**練習課題**
[1] 本文で、秋野が『歩く this way』の時期に一緒に制作していたのは誰ですか。
[2] 本文で発言者として名前が示されている人物をすべて挙げてください。

**本文**
--*--

秋野 「嬉しいですね。新しいことはそんなにやってないんですけど、自分たちのスタンダードが自然とできたかなって。『ペインキラー』の元ネタ自体は結構前にあって、鶴のイメージってやっぱりポジティブに背中を押すものが多かったんですけど、僕の中にはネガティブな部分もあって生きてるので。後ろ向きでネガティブな気持ちって原動力にもなるし、そういう考えもあるんだよって表に出すことで救われる人もいる気がするし。『ペインキラー』=鎮痛剤、痛み止めなのに、"痛いんだって感じるようにさせて"って歌うこのチグハグ感(笑)」
――ある意味、現代社会を描いてるような。みんないろいろ麻痺っちゃってるというか。
秋野 「本当に不感症というか、日頃から自分なりに感じるところはありますよね。自分もそういうところがあったりはするんですけど、本来はそういう痛みを感じて何ぼなんで。それこそ『歩く this way』じゃないですけど、"生きている証拠だ"っていうところでもつながりますし」
――痛いってことは=生きている。
秋野 「また鶴なりの新しいパンチラインが出たかなと」
――『普通』=いい話だけじゃおかしいですもんね。生きてたらいいことも悪いこともあるので。この曲とか『歩く this way』もそうですけど、ちょっと歌い方を崩す感じは曲を書いていた時期のブームだったんですかね?
秋野 「『歩く this way』とかの時期は磯貝サイモンくんと一緒に制作してたので、言葉の乗せ方とか歌の持っていき方をちょうど勉強してる時期でもあって。サイモン流を自分なりに取り込もうとしてたのもあったと思いますね」
最高の『普通』だよ
――そして! ここからは『36.1℃』(M-5)『Stay With You』(M-6)と、日々のささやかな幸せを描いていて、どん(=笠井)作詞作曲の楽曲がその役割を大きく担っています。
笠井 「もう"THE 普通"ですよね(笑)。だから、『普通』っていうタイトルが後々付くことになって振り返ってみたら、俺が書く曲って全部日常なんだなと思って、逆に気付くことがありましたね」
――何でもない日々をきちんと描ける人って、案外いないかもしれない。忘れがちな心の機微をちゃんと曲にして。
笠井 「本当に何でもないんだよね。だから"何を書いたの?"って聞かれても、答えられないことが多くて」
秋野 「漫画で言うと『アフロ田中シリーズ』みたいな(笑)」
笠井 「『サザエさん』みたいな(笑)」
神田 「キャッチーな出来事がないのに感動的って、なかなかの技術だと思うけどね。事件が起きないんだもん」
笠井 「本当だね。ドラマだったら成立しない。"姉さん、事件がないです"って(笑)」

--*--

**記録データ**
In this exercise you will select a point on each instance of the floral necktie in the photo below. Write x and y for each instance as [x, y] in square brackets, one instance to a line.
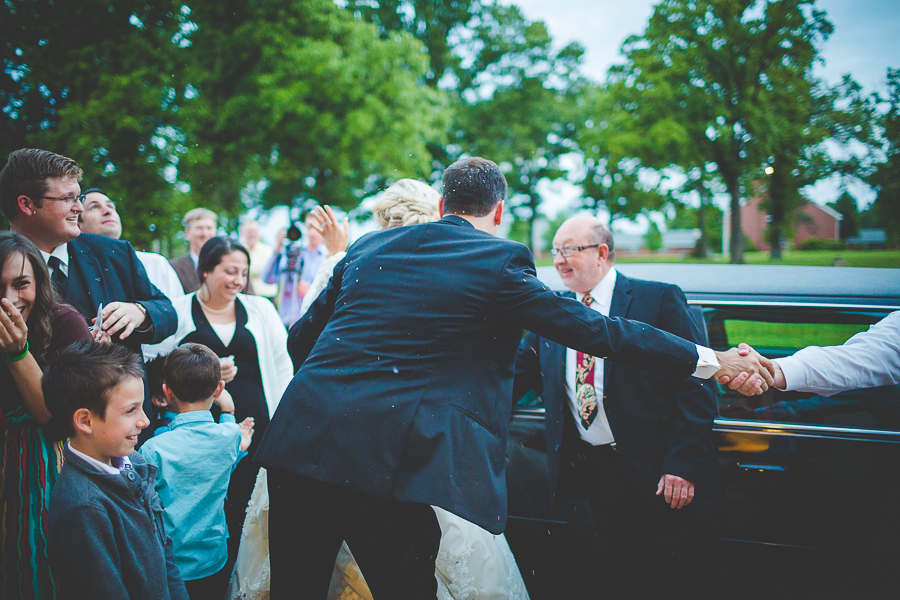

--*--

**解答一覧**
[1] 磯貝サイモン

[2] 秋野、笠井、神田